### What is required
From the entries below, output the line with "point like [504,195]." and each following line up to and including the line with "point like [166,154].", exactly as written.

### Records shown
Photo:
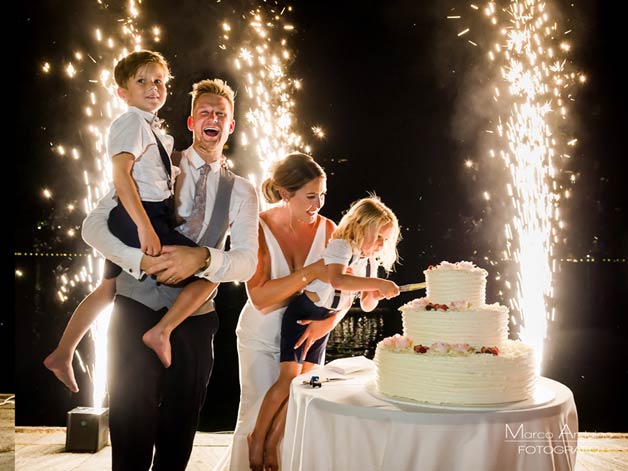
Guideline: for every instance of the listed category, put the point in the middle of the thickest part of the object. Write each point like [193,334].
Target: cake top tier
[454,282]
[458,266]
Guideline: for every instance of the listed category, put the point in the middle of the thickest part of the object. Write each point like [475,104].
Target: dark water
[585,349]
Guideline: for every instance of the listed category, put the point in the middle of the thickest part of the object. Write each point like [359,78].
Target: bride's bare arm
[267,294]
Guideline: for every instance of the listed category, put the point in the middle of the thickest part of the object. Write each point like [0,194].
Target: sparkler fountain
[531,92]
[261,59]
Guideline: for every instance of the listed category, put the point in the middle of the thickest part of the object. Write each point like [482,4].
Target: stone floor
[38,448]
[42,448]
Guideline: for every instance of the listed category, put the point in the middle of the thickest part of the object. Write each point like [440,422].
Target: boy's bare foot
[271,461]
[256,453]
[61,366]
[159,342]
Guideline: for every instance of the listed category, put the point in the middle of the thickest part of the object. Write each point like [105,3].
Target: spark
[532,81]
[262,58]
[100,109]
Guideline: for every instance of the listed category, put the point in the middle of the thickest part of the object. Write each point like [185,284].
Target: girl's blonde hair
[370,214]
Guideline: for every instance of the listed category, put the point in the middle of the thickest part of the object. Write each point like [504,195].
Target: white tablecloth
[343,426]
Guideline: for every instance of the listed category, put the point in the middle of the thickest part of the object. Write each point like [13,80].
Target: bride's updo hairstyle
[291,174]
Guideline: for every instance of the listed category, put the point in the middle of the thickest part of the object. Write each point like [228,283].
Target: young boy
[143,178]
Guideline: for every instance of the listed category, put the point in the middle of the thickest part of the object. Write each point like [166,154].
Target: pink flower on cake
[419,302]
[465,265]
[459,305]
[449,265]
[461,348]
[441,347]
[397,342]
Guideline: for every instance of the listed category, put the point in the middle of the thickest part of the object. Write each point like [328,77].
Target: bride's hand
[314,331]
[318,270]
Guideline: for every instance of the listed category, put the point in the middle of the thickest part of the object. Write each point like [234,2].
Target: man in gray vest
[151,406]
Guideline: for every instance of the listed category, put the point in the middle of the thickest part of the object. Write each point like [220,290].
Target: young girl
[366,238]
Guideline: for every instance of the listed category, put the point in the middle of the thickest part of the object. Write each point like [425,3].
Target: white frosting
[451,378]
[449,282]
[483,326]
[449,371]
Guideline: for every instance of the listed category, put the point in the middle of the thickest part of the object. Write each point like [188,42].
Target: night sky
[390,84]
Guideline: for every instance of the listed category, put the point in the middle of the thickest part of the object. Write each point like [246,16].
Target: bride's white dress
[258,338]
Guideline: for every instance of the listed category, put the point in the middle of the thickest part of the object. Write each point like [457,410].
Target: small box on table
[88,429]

* * *

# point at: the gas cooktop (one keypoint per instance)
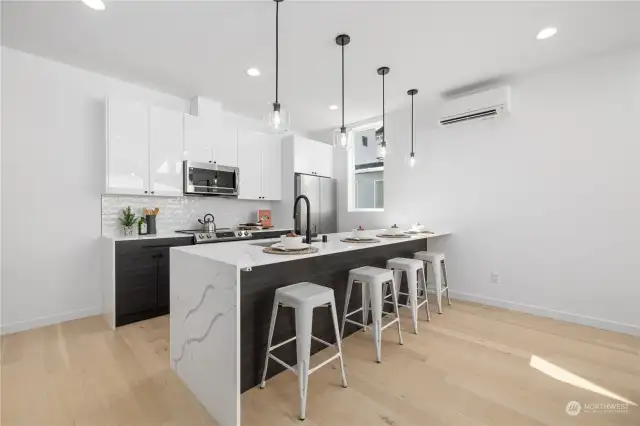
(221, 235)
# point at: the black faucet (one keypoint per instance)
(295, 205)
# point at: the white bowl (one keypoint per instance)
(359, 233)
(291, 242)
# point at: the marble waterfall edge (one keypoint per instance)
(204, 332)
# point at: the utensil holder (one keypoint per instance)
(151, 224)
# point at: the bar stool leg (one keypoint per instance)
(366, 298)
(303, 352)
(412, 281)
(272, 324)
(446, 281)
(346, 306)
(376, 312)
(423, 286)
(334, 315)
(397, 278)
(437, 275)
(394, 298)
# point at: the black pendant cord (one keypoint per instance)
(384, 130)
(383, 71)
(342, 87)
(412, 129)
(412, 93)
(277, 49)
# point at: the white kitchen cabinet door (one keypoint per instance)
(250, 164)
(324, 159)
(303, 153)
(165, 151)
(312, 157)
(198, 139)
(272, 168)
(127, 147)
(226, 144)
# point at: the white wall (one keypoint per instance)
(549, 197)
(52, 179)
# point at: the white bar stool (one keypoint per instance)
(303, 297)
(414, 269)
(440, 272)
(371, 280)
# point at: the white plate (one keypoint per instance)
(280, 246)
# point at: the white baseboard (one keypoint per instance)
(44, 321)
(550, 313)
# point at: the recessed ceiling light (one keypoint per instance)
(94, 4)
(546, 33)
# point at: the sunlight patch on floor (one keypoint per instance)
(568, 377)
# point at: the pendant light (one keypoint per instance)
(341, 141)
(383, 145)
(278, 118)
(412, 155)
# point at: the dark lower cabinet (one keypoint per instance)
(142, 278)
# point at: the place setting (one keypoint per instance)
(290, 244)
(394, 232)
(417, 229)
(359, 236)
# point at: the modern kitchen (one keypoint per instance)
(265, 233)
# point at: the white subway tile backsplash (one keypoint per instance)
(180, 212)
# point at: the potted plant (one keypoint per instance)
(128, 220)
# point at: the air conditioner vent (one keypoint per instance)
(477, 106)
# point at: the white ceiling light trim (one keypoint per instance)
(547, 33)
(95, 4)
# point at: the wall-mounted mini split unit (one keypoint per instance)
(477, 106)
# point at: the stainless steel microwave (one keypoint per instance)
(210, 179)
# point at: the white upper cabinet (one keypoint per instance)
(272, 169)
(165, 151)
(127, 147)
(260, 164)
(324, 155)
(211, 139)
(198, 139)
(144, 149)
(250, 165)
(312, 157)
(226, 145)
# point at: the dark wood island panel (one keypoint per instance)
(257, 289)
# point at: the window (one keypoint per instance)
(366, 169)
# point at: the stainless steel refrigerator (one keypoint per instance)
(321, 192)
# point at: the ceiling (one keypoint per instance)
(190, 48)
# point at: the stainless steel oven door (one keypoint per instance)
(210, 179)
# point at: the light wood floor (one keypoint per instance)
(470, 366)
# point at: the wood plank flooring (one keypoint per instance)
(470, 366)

### Output of the exercise
Guideline: for every instance of the listed category, put the point in the middle of the thickest part of the object. Write each point like [504,195].
Target: white tablecloth
[343,426]
Guideline: for every instance of the listed category, put the point in the middle of the thickest part of the object. Write each point like [13,80].
Target: bride's updo hairstyle
[291,174]
Guideline: for every instance of the listed category, put the point in the middle of the thickest part of the object. Write each point like [228,283].
Target: young boy
[143,178]
Guideline: for every instance of the listed category, put the point in the middle of the thickest part of the object. Write each point like [166,154].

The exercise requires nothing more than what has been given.